The Good Shepherd as mentor | Lifestyle.INQ

OCTOBER 27, 2022

Every year during Easter, we celebrate Good Shepherd Sunday. The Good Shepherd is one of the earliest images of Christianity, often associated with servant leadership. Let us reflect on this from the perspective of mentoring.

Laurent Daloz, one of the leading authorities on adult mentoring, gives us a good starting point, stating that a mentor’s first task is to listen to the dreams of his mentee.

To do this a mentor needs to do two things: One, enter the world of the other, and two, be authentically present to the other in genuine dialogue and conversation.

In the mystery of his Incarnation, Christ entered our world to be human, and experienced the human situation in its totality, except sinning. This made Christ present to us, in our humanity. This was later enhanced in his Resurrection, where his divine nature shines forth and enters the same human situations he earlier shared in and with his friends.

This flow of grace and the spirit in the Cross and Resurrection is the genuine dialogue between humanity and divinity. Christ sets “the stage,” or as mentor, he creates an environment where we can discover or rediscover our dreams, and where we are empowered to pursue and to attain them.

The Good Shepherd, the mentor, empowers first by modeling and being an example that inspires us to desire and to choose to follow.

Here lies the inflection point that separates leaders who “wow,” but not mentor, and leaders who, yes, still “wow,” but at the same time, empower others to see the “wow” not just in the leader, but, more important, in themselves.

Mentoring is to believe in one’s self—not in a self-centered manner, but in knowing that one is loved and loved greatly. With the awareness and acceptance of one’s worth, one is moved to gratitude, and one gives back in love and service.

Young men and women

Let me illustrate with the stories of four young men and women who recently graduated among the first batch of senior high school (SHS) students in the country, and who all graduated at the top of their class from their public SHSs.

Coleen bested 856 graduates from eight SHSs. She made the first cut in an international scholarship grant and was asked to fly to Singapore for the final screening. Coming from a humble background, her parents are vendors, and they begged off as they could not afford it. She now awaits her University of the Philippines College Admission Test (Upcat) results and wants to continue pursuing media arts, having graduated from the Eugenio Lopez Jr. Center for Media Arts SHS.

Shawn was, for two years, an out-of-school youth. Graduating from high school in 2014, he did not move on to college and was idle for two years until he chanced upon a poster in 2016 about the opening of the Vito Belarmino SHS for sports. Having been a varsity swimmer, he signed up, and two years later graduated at the top of his class. Accepted into the University of Santo Tomas (UST) and also awaiting the Upcat results, Shawn wants to pursue sports science and become a doctor.

--- To be done ---
Please quote the passage of the Good Shepherd article between "Here lies the" and "their public SHSs.", inclusive.

--- Available data ---
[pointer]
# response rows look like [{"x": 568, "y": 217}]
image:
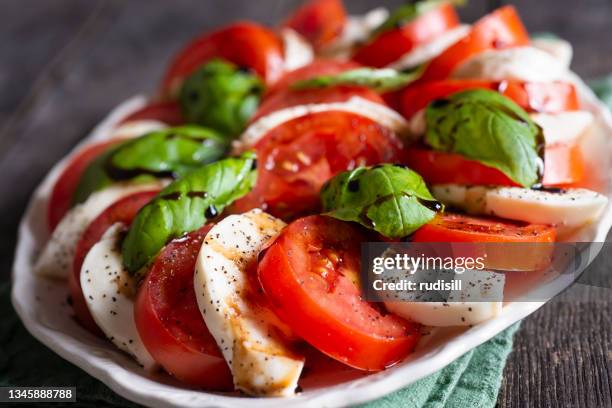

--- Result below ---
Here lies the inflection point that separates leaders who “wow,” but not mentor, and leaders who, yes, still “wow,” but at the same time, empower others to see the “wow” not just in the leader, but, more important, in themselves.

Mentoring is to believe in one’s self—not in a self-centered manner, but in knowing that one is loved and loved greatly. With the awareness and acceptance of one’s worth, one is moved to gratitude, and one gives back in love and service.

Young men and women

Let me illustrate with the stories of four young men and women who recently graduated among the first batch of senior high school (SHS) students in the country, and who all graduated at the top of their class from their public SHSs.